▶ **PARTS OF THE EXERCISE**:
• a. In the blog post on moving from GraphAware Framework to GraphAware Hume, what ID did the "root" node have in every Neo4j database in 2013?
• b. Carry on writing the blog post on moving from GraphAware Framework to GraphAware Hume, picking up after its last sentence.

▶ **SELECTED EXCERPT**:
_ _ _ _ _ _ _

From GraphAware Framework to GraphAware Hume

· 8 min read

It has been over 8 years since I’ve written the first lines of code for the GraphAware Neo4j Framework as part of my MSc. thesis. That’s when the name GraphAware, as well as the (then) one-man show Neo4j consulting company was born. It is therefore my bittersweet duty to take you on a small trip down the memory lane and announce that we have decided to discontinue the development and support of the Framework and all of its modules.

In this blog post, we briefly cover the bits of Neo4j and the GraphAware Framework history that are essential to understanding the technical reasons for this decision. We then elaborate a little on what this means for the open-source code that is out there. We conclude by suggesting a path forward for open-source community users as well as commercial customers.

A Bit of Neo4j History

Whilst I haven’t worked with Neo4j 0.7 like some of our veteran colleagues, I do remember what Neo4j looked like in 2013. Cypher had a START clause. Nodes didn’t have labels; it wasn’t even a Labelled Property Graph model! And every Neo4j database had a “root” node with ID 0. I have the code to prove it (from GraphAware Framework, 2013):

 /**
     * Find node with ID = 0, or throw an exception.
     *
     * @return root node.
     * @throws IllegalStateException if the node doesn't exist.
     */
    private Node findRootOrThrowException() {
        try {
            return database.getNodeById(0);
        } catch (NotFoundException e) {
            throw new IllegalStateException("GraphAware Framework needs the root node (ID=0) for its operation. Please" +
                    " re-create the database and do not delete the root node. There is no need for it to be used in" +
                    " the application, but it must be present in the database.");
        }
    }

More importantly, prior to Neo4j 3.0 which was released in 2016, there was no way to customise Cypher, since Neo4j didn’t have the ability to implement custom functions and procedures that you could call from Cypher. Users who wanted to customise Neo4j behaviour needed to implement Neo4j server extensions that were called via a REST API they had to expose.

_ _ _ _ _ _ _

▶ **EXCERPTED DATA**:

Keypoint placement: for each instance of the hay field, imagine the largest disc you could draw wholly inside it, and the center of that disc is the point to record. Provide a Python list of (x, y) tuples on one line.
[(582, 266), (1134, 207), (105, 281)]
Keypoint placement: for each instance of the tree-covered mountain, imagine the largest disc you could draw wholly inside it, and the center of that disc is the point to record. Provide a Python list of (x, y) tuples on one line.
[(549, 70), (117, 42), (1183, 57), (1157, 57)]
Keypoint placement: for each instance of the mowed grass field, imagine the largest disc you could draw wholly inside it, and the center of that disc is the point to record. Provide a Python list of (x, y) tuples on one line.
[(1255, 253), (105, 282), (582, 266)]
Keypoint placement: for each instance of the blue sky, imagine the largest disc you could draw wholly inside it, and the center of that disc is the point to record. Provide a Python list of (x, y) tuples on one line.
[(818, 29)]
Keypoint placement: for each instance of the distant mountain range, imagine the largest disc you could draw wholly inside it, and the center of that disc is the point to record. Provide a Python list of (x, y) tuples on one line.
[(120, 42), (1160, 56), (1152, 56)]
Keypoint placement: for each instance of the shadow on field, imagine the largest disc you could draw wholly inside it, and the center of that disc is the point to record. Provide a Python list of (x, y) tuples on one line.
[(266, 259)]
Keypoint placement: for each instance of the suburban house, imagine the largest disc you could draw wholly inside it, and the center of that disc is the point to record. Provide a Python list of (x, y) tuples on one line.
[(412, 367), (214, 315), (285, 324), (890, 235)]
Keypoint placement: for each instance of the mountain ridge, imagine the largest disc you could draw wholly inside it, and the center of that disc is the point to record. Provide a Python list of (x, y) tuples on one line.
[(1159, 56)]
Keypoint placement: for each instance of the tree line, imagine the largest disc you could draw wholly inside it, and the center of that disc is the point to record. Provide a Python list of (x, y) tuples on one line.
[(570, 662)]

_ _ _ _ _ _ _

▶ **RESULTS FOR THE EXERCISE**:
• a. ID 0

• b.
Such customisations included simple things like automatically assigning UUIDs to newly created nodes and relationships and the ability to retrieve them by these UUIDs, as well as more algorithmically complicated tasks such as automatically creating graph structures, like time trees and in-graph audit trails.

Shortly after Neo4j 3.0 was released, APOC was born and changed the game completely. Developers and other Neo4j users were given the ability to choose from a large, ever-growing collection of useful functions and procedures, maintained by Neo4j themselves (Michael Hunger, Stefan Armbruster, and Mark Needham to call out just a few), as well as the vibrant Neo4j community including a few (then young) Neo4j experts from GraphAware. APOC, a vendor-backed, now officially supported library has since been the place to go for custom Neo4j functionality and rightly so.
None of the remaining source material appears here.